- Exercise materials
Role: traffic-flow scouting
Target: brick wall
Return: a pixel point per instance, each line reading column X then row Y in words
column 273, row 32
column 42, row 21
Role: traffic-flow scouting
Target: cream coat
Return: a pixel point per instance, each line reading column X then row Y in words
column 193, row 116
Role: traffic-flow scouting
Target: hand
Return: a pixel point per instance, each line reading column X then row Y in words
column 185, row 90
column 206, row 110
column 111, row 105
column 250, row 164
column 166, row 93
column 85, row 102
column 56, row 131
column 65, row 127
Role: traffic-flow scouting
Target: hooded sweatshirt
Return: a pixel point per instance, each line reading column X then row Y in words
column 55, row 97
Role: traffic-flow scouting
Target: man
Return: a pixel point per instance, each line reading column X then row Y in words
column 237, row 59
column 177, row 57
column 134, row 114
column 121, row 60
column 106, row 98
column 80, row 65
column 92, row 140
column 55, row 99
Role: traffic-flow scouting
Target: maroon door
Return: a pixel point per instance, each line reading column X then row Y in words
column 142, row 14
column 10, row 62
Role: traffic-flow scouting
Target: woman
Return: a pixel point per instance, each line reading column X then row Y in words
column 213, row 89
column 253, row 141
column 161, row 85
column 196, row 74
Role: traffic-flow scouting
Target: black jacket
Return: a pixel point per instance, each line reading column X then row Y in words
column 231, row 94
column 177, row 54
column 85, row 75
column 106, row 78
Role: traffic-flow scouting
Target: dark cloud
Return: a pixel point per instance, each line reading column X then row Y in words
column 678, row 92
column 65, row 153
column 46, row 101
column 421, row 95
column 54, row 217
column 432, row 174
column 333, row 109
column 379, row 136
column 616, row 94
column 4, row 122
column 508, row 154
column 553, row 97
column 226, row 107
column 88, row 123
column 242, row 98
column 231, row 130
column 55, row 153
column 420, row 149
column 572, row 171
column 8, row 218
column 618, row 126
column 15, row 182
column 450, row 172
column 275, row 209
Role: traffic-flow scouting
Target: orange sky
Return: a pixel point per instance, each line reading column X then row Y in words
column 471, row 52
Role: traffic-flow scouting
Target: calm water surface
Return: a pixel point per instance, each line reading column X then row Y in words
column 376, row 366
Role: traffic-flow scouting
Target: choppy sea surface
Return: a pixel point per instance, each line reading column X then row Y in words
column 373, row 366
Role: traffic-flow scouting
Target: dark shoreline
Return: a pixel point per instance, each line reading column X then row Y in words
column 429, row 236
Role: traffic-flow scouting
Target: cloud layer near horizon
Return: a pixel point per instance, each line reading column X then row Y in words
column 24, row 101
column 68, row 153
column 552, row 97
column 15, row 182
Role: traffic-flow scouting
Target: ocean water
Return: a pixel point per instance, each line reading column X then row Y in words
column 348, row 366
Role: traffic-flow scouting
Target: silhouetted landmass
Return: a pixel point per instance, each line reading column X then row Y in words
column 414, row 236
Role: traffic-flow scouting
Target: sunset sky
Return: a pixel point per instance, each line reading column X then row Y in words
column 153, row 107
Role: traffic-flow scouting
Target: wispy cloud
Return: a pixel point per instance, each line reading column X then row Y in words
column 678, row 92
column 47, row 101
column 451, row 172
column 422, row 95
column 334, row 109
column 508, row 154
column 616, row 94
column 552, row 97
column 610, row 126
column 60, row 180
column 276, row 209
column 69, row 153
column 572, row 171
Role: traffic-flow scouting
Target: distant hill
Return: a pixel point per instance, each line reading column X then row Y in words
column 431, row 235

- Your instructions
What you return should be the records above, repeated exactly.

- Task result
Role: traffic-flow scouting
Target: brick wall
Return: a pixel point per instance, each line reading column X then row Y in words
column 273, row 32
column 42, row 21
Role: traffic-flow scouting
Target: cream coat
Return: a pixel point per instance, each line reading column X then row Y in words
column 193, row 116
Role: traffic-flow scouting
Target: hand
Return: a pixel point per instance, each line reading column X then row Y in words
column 185, row 90
column 206, row 110
column 111, row 105
column 250, row 164
column 166, row 93
column 85, row 102
column 56, row 131
column 65, row 127
Role: traffic-flow scouting
Target: hooded sweatshirt
Return: a pixel point per instance, each line reading column X then row Y in words
column 55, row 97
Role: traffic-flow scouting
Target: man
Return: a pixel point per instance, each line reading column X then row Y in words
column 237, row 59
column 177, row 57
column 134, row 114
column 121, row 60
column 106, row 98
column 80, row 65
column 92, row 140
column 55, row 99
Role: traffic-flow scouting
Target: maroon door
Return: a pixel point per instance, each line reading column X then row Y in words
column 142, row 14
column 10, row 62
Role: traffic-flow scouting
Target: woman
Return: a pixel point per instance, each line reading column X then row Y in words
column 213, row 89
column 253, row 141
column 161, row 85
column 196, row 74
Role: traffic-flow scouting
Target: black jacket
Return: a pixel point per instance, each line reading column X then row Y in words
column 231, row 94
column 177, row 54
column 85, row 75
column 106, row 78
Role: traffic-flow scouting
Target: dark cloud
Return: a pixel point per instance, each line reading column X then row Y in words
column 678, row 92
column 65, row 153
column 46, row 101
column 421, row 95
column 54, row 217
column 432, row 174
column 333, row 109
column 379, row 136
column 616, row 94
column 4, row 122
column 508, row 154
column 553, row 97
column 226, row 107
column 88, row 123
column 242, row 98
column 231, row 130
column 55, row 153
column 420, row 149
column 572, row 171
column 8, row 218
column 618, row 126
column 15, row 182
column 450, row 172
column 275, row 209
Role: traffic-flow scouting
Target: orange sky
Return: a pixel point per instance, each line reading column X then row Y in words
column 471, row 52
Role: traffic-flow scouting
Target: calm water surface
Return: a pixel point per instance, each line reading column X then row Y in words
column 376, row 366
Role: traffic-flow scouting
Target: choppy sea surface
Return: a pixel point per instance, each line reading column X then row Y in words
column 373, row 366
Role: traffic-flow scouting
Target: dark shoreline
Return: a pixel point per instance, each line reading column X then row Y in words
column 429, row 236
Role: traffic-flow scouting
Target: cloud layer near horizon
Return: a pixel point per instance, each line reading column X then row Y in words
column 24, row 101
column 68, row 153
column 552, row 97
column 15, row 182
Role: traffic-flow scouting
Target: ocean water
Return: a pixel point per instance, each line reading column X then row Y in words
column 348, row 366
Role: traffic-flow scouting
Target: silhouetted landmass
Return: a pixel point per instance, each line reading column X then row Y in words
column 414, row 236
Role: traffic-flow scouting
Target: sunset sky
Return: a pixel point per instance, each line reading column X then row Y in words
column 153, row 107
Role: traffic-flow scouting
Target: wispy cloud
Return: a pixel point per instance, each line reading column X then row Y in words
column 678, row 92
column 47, row 101
column 451, row 172
column 422, row 95
column 334, row 109
column 508, row 154
column 616, row 94
column 552, row 97
column 610, row 126
column 60, row 180
column 276, row 209
column 69, row 153
column 572, row 171
Role: traffic-flow scouting
Target: distant hill
Return: a pixel point per instance, each line reading column X then row Y in words
column 431, row 235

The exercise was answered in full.